### Do this
Below are some records; retype all of them exactly.

□ □ □

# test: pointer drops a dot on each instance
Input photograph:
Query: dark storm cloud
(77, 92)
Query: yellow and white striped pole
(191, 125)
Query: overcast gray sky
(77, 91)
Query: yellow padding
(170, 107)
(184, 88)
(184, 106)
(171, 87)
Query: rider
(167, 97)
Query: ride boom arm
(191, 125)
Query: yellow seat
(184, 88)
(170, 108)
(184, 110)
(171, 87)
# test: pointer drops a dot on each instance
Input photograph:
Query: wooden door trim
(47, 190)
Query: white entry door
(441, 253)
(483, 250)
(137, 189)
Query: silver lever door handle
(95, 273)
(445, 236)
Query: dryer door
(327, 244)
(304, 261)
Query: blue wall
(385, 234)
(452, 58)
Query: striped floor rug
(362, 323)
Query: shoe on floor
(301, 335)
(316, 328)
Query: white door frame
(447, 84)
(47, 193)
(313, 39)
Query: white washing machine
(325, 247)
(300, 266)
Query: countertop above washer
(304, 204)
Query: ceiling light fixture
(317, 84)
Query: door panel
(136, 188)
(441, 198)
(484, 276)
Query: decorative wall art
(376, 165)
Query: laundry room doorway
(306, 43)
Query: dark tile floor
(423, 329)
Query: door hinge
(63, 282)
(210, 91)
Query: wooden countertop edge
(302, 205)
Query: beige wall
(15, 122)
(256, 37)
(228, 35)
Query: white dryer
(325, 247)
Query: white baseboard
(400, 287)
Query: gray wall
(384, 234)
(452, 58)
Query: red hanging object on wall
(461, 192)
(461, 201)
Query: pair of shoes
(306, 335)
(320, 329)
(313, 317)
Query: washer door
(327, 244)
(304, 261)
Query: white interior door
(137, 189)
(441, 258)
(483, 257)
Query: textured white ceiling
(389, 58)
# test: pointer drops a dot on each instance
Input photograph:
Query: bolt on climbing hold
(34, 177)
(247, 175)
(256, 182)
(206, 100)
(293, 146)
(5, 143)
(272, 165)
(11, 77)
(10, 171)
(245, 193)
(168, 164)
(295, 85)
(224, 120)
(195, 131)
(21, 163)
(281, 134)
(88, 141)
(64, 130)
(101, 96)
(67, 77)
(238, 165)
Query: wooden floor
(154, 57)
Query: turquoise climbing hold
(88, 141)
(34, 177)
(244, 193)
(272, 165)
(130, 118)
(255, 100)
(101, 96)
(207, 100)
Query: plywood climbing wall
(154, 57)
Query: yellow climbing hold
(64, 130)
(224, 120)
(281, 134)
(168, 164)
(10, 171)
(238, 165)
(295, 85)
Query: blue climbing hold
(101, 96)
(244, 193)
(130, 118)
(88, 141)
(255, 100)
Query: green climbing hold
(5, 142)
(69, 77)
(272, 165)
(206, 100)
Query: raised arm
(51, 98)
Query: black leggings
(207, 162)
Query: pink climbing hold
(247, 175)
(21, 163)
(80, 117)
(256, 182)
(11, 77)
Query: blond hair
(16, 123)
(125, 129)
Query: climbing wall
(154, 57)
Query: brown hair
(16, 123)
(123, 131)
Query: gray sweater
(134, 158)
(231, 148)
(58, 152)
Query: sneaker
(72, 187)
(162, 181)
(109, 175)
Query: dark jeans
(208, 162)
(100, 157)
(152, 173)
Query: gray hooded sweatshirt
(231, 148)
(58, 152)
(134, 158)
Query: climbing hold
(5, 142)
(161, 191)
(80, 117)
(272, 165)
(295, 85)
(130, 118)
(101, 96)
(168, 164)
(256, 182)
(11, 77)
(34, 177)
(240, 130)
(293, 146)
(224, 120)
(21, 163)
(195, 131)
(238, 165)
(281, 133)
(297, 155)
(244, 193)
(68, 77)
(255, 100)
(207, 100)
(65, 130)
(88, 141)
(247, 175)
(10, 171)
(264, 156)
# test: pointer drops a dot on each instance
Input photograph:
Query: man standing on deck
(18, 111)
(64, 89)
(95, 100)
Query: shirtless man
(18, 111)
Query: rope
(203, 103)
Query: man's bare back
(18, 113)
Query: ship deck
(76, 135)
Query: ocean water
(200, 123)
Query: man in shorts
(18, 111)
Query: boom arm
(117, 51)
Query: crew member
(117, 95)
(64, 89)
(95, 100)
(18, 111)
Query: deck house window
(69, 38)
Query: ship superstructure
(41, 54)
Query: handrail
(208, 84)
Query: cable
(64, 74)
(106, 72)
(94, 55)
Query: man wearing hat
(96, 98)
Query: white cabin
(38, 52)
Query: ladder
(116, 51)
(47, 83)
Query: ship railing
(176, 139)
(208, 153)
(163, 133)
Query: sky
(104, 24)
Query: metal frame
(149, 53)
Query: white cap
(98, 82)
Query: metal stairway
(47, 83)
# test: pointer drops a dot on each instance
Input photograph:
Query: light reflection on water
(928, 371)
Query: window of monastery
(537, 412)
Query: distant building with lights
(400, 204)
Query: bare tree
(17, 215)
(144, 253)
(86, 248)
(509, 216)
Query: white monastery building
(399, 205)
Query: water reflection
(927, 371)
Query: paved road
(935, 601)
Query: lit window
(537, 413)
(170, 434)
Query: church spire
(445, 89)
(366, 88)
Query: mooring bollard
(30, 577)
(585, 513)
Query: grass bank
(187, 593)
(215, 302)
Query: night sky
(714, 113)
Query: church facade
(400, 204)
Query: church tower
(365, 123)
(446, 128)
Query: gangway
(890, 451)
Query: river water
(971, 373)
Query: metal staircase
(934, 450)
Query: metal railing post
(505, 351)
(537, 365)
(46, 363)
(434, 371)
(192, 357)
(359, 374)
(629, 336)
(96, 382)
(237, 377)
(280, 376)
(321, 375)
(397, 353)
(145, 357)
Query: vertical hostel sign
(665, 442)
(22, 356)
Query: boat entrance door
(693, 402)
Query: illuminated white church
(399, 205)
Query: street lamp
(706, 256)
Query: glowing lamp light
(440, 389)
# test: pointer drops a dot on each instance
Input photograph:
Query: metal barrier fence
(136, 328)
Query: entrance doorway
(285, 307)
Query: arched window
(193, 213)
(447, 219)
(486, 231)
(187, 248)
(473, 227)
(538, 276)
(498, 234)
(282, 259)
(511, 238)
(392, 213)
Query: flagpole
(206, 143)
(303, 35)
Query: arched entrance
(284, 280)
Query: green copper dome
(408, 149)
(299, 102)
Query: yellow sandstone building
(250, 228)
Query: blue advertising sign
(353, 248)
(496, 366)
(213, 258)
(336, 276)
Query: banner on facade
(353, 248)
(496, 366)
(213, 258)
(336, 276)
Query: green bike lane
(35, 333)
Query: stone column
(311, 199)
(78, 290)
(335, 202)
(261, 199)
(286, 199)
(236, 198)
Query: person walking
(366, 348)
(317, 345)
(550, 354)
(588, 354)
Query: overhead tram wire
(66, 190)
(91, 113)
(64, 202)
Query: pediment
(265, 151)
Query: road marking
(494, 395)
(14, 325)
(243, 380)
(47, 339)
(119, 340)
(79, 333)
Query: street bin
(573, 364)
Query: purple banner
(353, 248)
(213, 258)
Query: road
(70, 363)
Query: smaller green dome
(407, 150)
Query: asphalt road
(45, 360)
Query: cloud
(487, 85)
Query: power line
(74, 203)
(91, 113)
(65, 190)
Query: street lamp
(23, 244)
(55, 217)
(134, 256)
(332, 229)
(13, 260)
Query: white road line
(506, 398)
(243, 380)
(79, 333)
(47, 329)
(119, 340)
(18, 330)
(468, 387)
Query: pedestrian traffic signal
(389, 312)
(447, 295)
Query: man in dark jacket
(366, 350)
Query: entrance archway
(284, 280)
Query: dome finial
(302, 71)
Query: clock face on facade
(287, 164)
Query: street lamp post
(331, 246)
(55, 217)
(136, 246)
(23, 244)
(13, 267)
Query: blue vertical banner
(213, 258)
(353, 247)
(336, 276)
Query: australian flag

□ □ □

### Task result
# test: pointer drops a dot on each instance
Input photograph:
Query: dark storm cloud
(77, 92)
Query: yellow and white striped pole
(191, 125)
Query: overcast gray sky
(77, 91)
Query: yellow padding
(170, 107)
(184, 88)
(184, 106)
(171, 87)
Query: rider
(167, 97)
Query: ride boom arm
(191, 125)
Query: yellow seat
(184, 88)
(170, 108)
(184, 110)
(171, 87)
# test: pointer drops a dot on each instance
Input photograph:
Query: wooden door trim
(47, 190)
Query: white entry door
(441, 253)
(483, 250)
(137, 189)
Query: silver lever door handle
(95, 273)
(445, 236)
Query: dryer door
(327, 244)
(304, 261)
Query: blue wall
(385, 234)
(452, 58)
Query: striped floor rug
(362, 323)
Query: shoe on floor
(301, 335)
(316, 328)
Query: white door frame
(447, 84)
(47, 193)
(313, 39)
Query: white washing machine
(325, 247)
(300, 266)
Query: countertop above washer
(304, 204)
Query: ceiling light fixture
(317, 84)
Query: door panel
(136, 188)
(441, 198)
(484, 276)
Query: decorative wall art
(376, 165)
Query: laundry room doorway
(306, 43)
Query: dark tile floor
(423, 329)
Query: door hinge
(63, 282)
(210, 91)
Query: wooden countertop edge
(302, 205)
Query: beige wall
(15, 122)
(256, 37)
(228, 35)
Query: white dryer
(325, 247)
Query: white baseboard
(400, 287)
Query: gray wall
(384, 234)
(452, 58)
Query: red hanging object on wall
(461, 192)
(461, 201)
Query: pair of shoes
(306, 335)
(320, 329)
(313, 317)
Query: washer door
(327, 244)
(304, 261)
Query: white interior door
(137, 189)
(441, 258)
(483, 257)
Query: textured white ceiling
(389, 58)
# test: pointer drops a dot on each instance
Input photograph:
Query: bolt on climbing hold
(34, 177)
(247, 175)
(256, 182)
(206, 100)
(293, 146)
(5, 143)
(272, 165)
(11, 77)
(10, 171)
(245, 193)
(168, 164)
(295, 85)
(224, 120)
(195, 131)
(21, 163)
(281, 134)
(88, 141)
(64, 130)
(101, 96)
(67, 77)
(238, 165)
Query: wooden floor
(154, 57)
Query: turquoise climbing hold
(88, 141)
(34, 177)
(244, 193)
(272, 165)
(130, 118)
(255, 100)
(101, 96)
(207, 100)
Query: plywood climbing wall
(154, 57)
Query: yellow climbing hold
(64, 130)
(224, 120)
(281, 134)
(168, 164)
(10, 171)
(238, 165)
(295, 85)
Query: blue climbing hold
(101, 96)
(244, 193)
(130, 118)
(88, 141)
(255, 100)
Query: green climbing hold
(5, 142)
(69, 77)
(272, 165)
(206, 100)
Query: raised arm
(51, 98)
Query: black leggings
(207, 162)
Query: pink climbing hold
(247, 175)
(21, 163)
(80, 117)
(256, 182)
(11, 77)
Query: blond hair
(16, 123)
(125, 129)
Query: climbing wall
(154, 57)
Query: brown hair
(16, 123)
(123, 131)
Query: gray sweater
(134, 158)
(231, 148)
(58, 152)
Query: sneaker
(72, 187)
(162, 181)
(109, 175)
Query: dark jeans
(208, 162)
(100, 157)
(152, 173)
Query: gray hooded sweatshirt
(231, 148)
(58, 152)
(134, 158)
Query: climbing hold
(5, 142)
(161, 191)
(80, 117)
(272, 165)
(295, 85)
(130, 118)
(101, 96)
(168, 164)
(256, 182)
(11, 77)
(34, 177)
(240, 130)
(293, 146)
(224, 120)
(21, 163)
(195, 131)
(238, 165)
(281, 133)
(297, 155)
(244, 193)
(68, 77)
(255, 100)
(207, 100)
(65, 130)
(88, 141)
(247, 175)
(10, 171)
(264, 156)
# test: pointer drops a dot on each instance
Input photograph:
Query: man standing on deck
(18, 111)
(64, 89)
(95, 100)
Query: shirtless man
(18, 111)
Query: rope
(203, 103)
Query: man's bare back
(18, 113)
Query: ship deck
(76, 135)
Query: ocean water
(200, 123)
Query: man in shorts
(18, 111)
Query: boom arm
(117, 51)
Query: crew member
(117, 95)
(64, 89)
(95, 100)
(18, 111)
Query: deck house window
(69, 38)
Query: ship superstructure
(41, 54)
Query: handrail
(208, 84)
Query: cable
(64, 74)
(106, 72)
(94, 55)
Query: man wearing hat
(96, 98)
Query: white cabin
(38, 52)
Query: ladder
(116, 51)
(47, 83)
Query: ship railing
(176, 139)
(208, 153)
(163, 133)
Query: sky
(104, 24)
Query: metal frame
(149, 53)
Query: white cap
(98, 82)
Query: metal stairway
(47, 83)
# test: pointer drops a dot on each instance
Input photograph:
Query: light reflection on water
(928, 371)
Query: window of monastery
(537, 412)
Query: distant building with lights
(400, 204)
Query: bare tree
(17, 215)
(144, 253)
(86, 248)
(509, 216)
Query: white monastery building
(399, 205)
Query: water reflection
(927, 371)
Query: paved road
(935, 601)
Query: lit window
(537, 413)
(170, 434)
Query: church spire
(445, 89)
(366, 88)
Query: mooring bollard
(30, 577)
(585, 513)
Query: grass bank
(187, 593)
(215, 302)
Query: night sky
(714, 113)
Query: church facade
(400, 204)
Query: church tower
(365, 123)
(446, 128)
Query: gangway
(890, 451)
Query: river water
(971, 373)
Query: metal staircase
(934, 450)
Query: metal railing post
(505, 351)
(537, 365)
(46, 363)
(434, 371)
(192, 357)
(359, 374)
(629, 336)
(96, 382)
(237, 377)
(280, 376)
(321, 375)
(397, 353)
(145, 357)
Query: vertical hostel sign
(665, 442)
(22, 356)
Query: boat entrance door
(693, 402)
Query: illuminated white church
(399, 205)
Query: street lamp
(706, 256)
Query: glowing lamp light
(440, 389)
# test: pointer drops a dot on each instance
Input photograph:
Query: metal barrier fence
(136, 328)
Query: entrance doorway
(285, 307)
Query: arched window
(193, 213)
(447, 219)
(486, 231)
(187, 248)
(473, 227)
(538, 276)
(498, 234)
(282, 259)
(511, 238)
(392, 213)
Query: flagpole
(206, 143)
(303, 35)
Query: arched entrance
(284, 280)
Query: green copper dome
(408, 149)
(299, 102)
Query: yellow sandstone building
(250, 228)
Query: blue advertising sign
(353, 248)
(496, 366)
(213, 258)
(336, 276)
Query: banner on facade
(353, 248)
(496, 366)
(213, 258)
(336, 276)
Query: green bike lane
(35, 333)
Query: stone column
(311, 199)
(78, 290)
(335, 202)
(261, 199)
(286, 199)
(236, 198)
Query: person walking
(366, 348)
(317, 345)
(550, 354)
(588, 354)
Query: overhead tram wire
(66, 190)
(91, 113)
(64, 202)
Query: pediment
(265, 151)
Query: road marking
(494, 395)
(14, 325)
(243, 380)
(47, 339)
(119, 340)
(79, 333)
Query: street bin
(573, 364)
Query: purple banner
(353, 248)
(213, 258)
Query: road
(70, 363)
Query: smaller green dome
(407, 150)
Query: asphalt road
(45, 360)
Query: cloud
(487, 85)
Query: power line
(74, 203)
(91, 113)
(65, 190)
Query: street lamp
(23, 244)
(55, 217)
(134, 256)
(332, 229)
(13, 260)
Query: white road line
(506, 398)
(243, 380)
(79, 333)
(47, 329)
(119, 340)
(18, 330)
(468, 387)
Query: pedestrian traffic signal
(389, 312)
(447, 295)
Query: man in dark jacket
(366, 350)
Query: entrance archway
(284, 280)
Query: dome finial
(302, 71)
Query: clock face on facade
(287, 164)
Query: street lamp post
(331, 246)
(55, 217)
(136, 246)
(23, 244)
(13, 267)
Query: blue vertical banner
(213, 258)
(353, 247)
(336, 276)
Query: australian flag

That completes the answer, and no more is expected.